Locate each line below that contains the string "surface" and copy it out in full. Matching is case-sensitive.
* Start THE INPUT *
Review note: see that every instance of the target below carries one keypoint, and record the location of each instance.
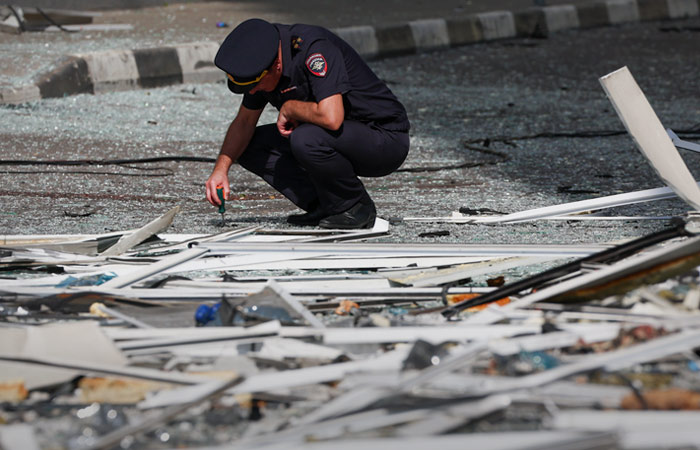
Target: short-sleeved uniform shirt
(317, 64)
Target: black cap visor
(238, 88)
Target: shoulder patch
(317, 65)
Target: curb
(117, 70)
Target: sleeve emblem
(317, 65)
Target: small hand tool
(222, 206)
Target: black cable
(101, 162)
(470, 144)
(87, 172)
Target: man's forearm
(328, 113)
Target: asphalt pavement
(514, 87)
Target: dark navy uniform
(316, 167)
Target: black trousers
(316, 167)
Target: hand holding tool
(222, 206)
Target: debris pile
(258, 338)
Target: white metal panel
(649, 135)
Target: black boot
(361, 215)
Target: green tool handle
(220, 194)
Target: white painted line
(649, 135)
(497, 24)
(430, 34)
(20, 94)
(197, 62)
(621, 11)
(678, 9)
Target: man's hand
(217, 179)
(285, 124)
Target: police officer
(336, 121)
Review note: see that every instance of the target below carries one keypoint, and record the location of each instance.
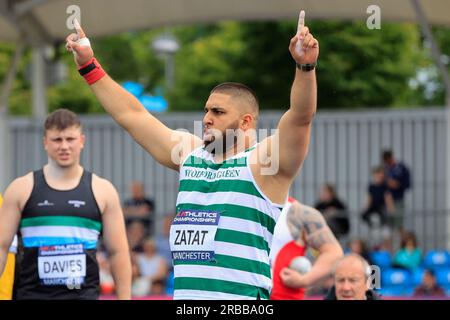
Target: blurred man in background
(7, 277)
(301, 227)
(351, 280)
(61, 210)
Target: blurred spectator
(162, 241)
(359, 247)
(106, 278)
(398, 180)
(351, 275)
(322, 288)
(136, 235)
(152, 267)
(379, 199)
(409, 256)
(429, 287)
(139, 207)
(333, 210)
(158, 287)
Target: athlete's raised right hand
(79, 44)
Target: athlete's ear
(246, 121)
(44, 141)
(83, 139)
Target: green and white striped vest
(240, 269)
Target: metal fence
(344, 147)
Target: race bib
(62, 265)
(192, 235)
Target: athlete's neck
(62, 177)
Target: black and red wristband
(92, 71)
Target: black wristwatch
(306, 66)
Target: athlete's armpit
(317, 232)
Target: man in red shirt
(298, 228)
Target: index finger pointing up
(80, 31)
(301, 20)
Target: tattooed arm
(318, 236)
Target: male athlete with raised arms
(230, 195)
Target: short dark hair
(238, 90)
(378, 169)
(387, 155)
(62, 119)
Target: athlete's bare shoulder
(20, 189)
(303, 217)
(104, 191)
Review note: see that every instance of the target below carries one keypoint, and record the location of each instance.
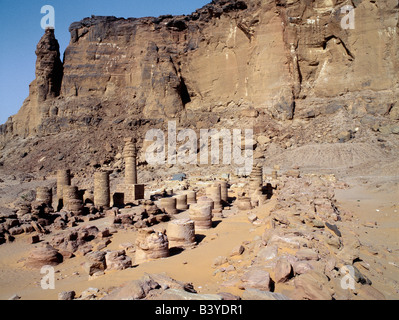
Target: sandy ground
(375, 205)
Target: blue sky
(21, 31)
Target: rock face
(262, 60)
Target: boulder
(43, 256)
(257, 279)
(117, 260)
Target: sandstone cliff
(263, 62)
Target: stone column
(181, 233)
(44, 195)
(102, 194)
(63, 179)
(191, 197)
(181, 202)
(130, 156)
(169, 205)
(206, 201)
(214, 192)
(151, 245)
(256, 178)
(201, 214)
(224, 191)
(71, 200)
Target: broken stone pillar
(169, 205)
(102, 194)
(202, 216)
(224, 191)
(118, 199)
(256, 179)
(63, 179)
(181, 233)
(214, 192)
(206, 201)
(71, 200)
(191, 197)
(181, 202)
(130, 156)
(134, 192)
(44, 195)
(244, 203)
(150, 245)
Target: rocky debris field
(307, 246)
* End THE INPUT *
* Start THE INPUT *
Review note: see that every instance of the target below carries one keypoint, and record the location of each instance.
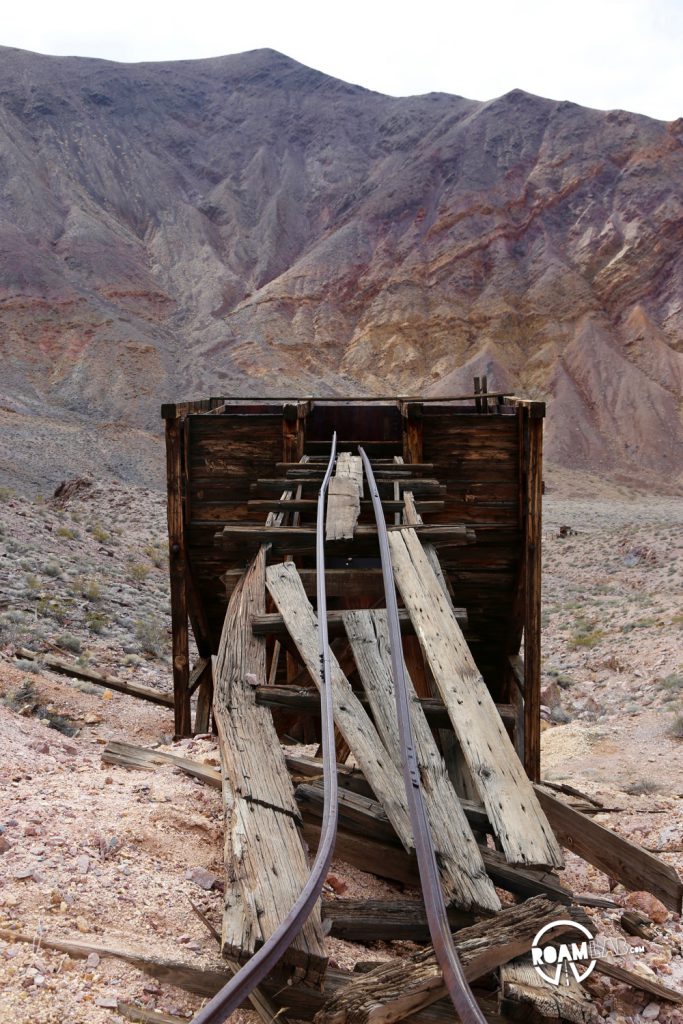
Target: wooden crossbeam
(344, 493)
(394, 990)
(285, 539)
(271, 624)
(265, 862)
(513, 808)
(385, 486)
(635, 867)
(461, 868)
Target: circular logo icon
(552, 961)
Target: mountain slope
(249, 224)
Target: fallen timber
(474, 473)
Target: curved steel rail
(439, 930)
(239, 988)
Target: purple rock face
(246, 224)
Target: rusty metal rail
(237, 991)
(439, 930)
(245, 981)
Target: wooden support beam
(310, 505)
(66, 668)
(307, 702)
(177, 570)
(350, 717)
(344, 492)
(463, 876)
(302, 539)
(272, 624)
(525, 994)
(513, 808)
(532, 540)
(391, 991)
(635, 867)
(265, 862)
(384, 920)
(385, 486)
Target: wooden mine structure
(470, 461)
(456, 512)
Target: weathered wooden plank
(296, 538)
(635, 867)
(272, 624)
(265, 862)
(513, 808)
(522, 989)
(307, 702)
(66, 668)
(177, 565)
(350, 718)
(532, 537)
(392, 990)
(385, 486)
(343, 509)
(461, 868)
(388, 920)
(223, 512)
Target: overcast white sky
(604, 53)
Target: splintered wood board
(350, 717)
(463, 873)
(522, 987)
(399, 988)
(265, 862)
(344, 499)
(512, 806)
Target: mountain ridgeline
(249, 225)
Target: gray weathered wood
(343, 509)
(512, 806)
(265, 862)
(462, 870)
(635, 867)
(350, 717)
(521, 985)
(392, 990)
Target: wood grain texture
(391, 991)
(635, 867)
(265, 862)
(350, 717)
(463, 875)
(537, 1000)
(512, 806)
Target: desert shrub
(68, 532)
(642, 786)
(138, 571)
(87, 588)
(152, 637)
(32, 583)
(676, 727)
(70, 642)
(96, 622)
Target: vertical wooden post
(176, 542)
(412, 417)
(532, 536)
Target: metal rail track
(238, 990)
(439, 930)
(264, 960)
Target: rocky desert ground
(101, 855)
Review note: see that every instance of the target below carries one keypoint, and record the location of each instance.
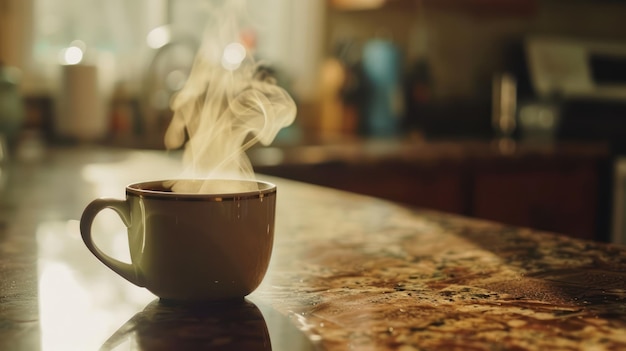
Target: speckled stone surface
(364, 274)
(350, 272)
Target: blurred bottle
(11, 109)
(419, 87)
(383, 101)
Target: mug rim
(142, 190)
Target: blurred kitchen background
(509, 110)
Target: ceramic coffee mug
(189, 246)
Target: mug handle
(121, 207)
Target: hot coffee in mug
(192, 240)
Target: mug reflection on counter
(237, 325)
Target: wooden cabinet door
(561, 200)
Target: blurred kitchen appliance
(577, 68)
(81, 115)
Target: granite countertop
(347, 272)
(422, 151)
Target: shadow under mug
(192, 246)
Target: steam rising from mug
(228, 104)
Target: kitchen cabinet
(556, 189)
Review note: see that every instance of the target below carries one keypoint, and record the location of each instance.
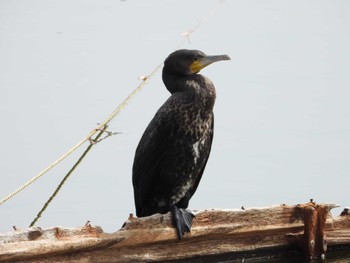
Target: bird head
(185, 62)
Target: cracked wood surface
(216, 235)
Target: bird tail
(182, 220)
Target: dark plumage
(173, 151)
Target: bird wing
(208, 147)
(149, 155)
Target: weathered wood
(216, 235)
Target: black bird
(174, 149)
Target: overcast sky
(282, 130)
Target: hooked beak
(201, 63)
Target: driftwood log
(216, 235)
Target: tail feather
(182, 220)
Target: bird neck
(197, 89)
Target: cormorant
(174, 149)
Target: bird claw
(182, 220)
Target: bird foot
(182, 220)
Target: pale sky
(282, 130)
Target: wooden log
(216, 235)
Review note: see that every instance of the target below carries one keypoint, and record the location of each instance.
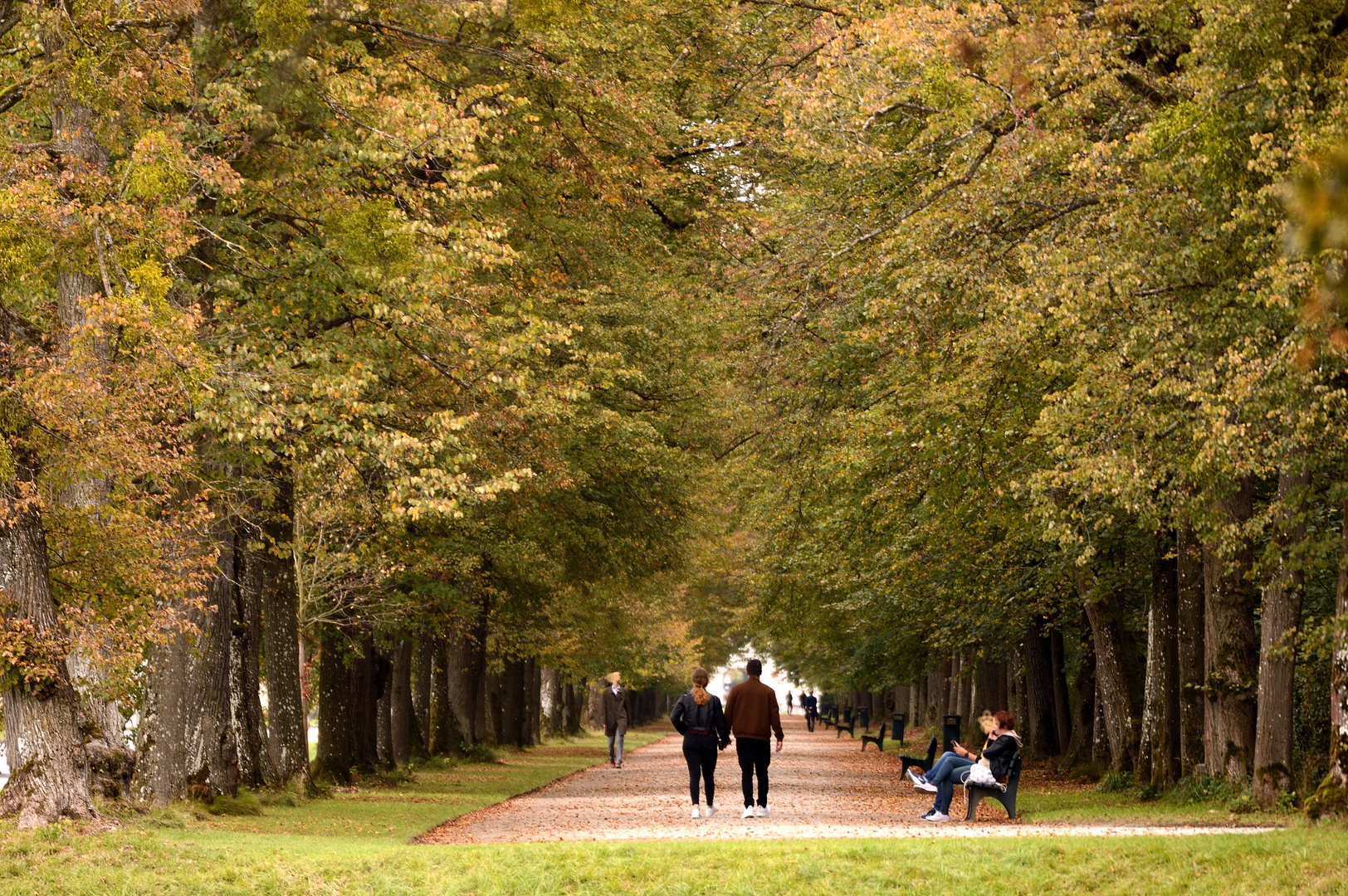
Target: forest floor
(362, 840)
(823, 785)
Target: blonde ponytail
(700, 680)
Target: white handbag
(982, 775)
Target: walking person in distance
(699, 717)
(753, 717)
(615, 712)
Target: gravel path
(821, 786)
* End THE INPUT *
> THE OUTPUT
Target: speckled stone surface
Target: cracked wood surface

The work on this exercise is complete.